Recorded data
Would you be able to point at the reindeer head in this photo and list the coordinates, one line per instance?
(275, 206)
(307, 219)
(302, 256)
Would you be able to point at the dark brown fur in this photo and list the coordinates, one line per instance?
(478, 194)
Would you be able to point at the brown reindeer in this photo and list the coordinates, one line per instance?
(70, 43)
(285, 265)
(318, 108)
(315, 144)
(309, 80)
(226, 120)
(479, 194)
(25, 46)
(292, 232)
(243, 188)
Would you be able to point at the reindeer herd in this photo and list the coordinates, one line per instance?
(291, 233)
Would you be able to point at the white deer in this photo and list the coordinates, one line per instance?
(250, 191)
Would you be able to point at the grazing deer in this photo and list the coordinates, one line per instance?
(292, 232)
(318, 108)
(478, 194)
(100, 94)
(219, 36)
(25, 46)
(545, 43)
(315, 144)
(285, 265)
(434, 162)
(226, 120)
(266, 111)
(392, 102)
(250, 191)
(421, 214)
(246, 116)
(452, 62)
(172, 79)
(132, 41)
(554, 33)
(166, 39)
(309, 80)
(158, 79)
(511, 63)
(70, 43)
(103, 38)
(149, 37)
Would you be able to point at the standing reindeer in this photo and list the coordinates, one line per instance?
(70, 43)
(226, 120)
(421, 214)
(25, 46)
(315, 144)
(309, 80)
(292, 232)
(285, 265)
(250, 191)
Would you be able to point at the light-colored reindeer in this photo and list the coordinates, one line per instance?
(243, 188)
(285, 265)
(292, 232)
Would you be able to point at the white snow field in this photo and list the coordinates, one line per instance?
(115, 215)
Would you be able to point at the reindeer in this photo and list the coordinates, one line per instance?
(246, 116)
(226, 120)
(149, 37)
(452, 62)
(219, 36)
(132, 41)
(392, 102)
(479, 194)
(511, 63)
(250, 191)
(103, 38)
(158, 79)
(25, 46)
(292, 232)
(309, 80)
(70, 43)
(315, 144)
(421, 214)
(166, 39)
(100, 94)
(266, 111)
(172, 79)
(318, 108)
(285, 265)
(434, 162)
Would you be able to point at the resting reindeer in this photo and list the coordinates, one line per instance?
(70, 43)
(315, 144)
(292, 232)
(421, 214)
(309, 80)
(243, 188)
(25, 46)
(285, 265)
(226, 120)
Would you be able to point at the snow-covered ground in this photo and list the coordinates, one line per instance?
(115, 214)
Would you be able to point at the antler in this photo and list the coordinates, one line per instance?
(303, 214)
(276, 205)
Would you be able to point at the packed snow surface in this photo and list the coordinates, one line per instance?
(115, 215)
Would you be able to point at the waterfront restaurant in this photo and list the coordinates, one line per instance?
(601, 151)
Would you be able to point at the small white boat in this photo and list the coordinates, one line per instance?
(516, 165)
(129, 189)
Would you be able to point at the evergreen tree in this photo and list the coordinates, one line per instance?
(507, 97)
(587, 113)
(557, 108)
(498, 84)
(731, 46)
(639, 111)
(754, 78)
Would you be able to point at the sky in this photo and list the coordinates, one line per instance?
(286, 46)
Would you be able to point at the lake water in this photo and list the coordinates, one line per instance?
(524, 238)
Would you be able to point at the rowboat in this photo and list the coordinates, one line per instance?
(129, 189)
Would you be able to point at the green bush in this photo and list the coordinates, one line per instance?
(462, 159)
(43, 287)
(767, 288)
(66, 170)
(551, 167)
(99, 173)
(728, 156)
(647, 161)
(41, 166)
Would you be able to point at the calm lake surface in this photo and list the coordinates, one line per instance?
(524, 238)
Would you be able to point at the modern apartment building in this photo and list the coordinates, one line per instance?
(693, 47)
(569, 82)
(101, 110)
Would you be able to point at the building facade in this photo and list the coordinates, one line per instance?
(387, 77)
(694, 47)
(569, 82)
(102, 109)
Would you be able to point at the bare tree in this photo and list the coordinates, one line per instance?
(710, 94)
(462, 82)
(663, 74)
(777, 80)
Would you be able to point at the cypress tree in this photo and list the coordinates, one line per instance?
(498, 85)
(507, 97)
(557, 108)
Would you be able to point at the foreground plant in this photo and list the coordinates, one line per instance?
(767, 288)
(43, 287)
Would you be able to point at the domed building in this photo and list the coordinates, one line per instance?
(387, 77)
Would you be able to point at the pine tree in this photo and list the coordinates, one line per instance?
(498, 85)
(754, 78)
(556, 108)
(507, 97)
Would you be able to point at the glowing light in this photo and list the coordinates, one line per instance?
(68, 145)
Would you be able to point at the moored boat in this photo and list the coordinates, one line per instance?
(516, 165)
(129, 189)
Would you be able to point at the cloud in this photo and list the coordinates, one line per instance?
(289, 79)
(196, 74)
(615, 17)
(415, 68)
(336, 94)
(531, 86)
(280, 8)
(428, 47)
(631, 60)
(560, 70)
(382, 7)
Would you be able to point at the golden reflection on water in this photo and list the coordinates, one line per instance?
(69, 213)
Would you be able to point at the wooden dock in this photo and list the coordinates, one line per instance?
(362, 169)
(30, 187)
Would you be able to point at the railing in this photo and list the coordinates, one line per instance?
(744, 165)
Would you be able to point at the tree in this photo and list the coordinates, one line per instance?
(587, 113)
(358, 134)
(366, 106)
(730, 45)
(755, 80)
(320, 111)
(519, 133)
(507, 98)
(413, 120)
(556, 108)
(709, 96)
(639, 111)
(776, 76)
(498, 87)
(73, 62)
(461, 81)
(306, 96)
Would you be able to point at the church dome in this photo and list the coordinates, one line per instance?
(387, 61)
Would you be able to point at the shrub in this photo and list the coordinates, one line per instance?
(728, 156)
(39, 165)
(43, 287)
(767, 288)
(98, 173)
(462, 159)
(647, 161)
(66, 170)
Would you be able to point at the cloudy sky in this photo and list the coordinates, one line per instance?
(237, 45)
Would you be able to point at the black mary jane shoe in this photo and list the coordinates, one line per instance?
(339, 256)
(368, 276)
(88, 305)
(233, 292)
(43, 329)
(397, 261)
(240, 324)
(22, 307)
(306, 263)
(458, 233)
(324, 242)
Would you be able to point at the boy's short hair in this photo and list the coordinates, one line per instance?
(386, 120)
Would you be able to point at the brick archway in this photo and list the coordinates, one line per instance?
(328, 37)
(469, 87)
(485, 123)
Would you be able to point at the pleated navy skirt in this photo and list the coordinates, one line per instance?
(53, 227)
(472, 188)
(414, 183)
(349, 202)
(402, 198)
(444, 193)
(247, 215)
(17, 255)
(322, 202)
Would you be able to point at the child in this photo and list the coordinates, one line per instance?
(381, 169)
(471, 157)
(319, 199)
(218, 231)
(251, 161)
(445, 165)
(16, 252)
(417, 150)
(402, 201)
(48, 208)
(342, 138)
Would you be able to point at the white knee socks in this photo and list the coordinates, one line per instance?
* * *
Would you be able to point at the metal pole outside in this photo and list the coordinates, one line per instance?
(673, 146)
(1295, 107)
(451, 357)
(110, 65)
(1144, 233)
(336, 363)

Work order
Send back an exact copy of only the lines from the line with "Would you be able to point at the cloudy" up to and including the line with "Would you be able to point at the white knee" in the data above.

Completed exercise
Would you be able to point at the cloudy sky in this photo and list the coordinates, one line per instance?
(237, 45)
Would you be able to point at the black mary jane shoe in this photo and list the coordinates, one line per instance?
(339, 256)
(368, 276)
(88, 305)
(233, 292)
(43, 329)
(397, 261)
(240, 324)
(22, 307)
(306, 263)
(458, 233)
(324, 242)
Would you be able to point at the boy's short hair in this photo and list the coordinates, one line per instance?
(386, 120)
Would you be able to point at the brick archway in this photo and list the coordinates, one line per instance?
(328, 37)
(469, 87)
(485, 123)
Would you be able to point at the pleated navy skirt in this photo and list the coordinates, one line per instance?
(53, 227)
(472, 188)
(414, 183)
(349, 202)
(402, 198)
(444, 193)
(247, 215)
(17, 255)
(322, 202)
Would you be able to point at the child in this photo and list the coordinates, one line per instance?
(381, 169)
(471, 157)
(319, 199)
(218, 231)
(251, 161)
(445, 165)
(16, 252)
(417, 150)
(402, 201)
(48, 208)
(342, 138)
Would you be able to point at the white knee socks in this photo and list the coordinates, one line per instance?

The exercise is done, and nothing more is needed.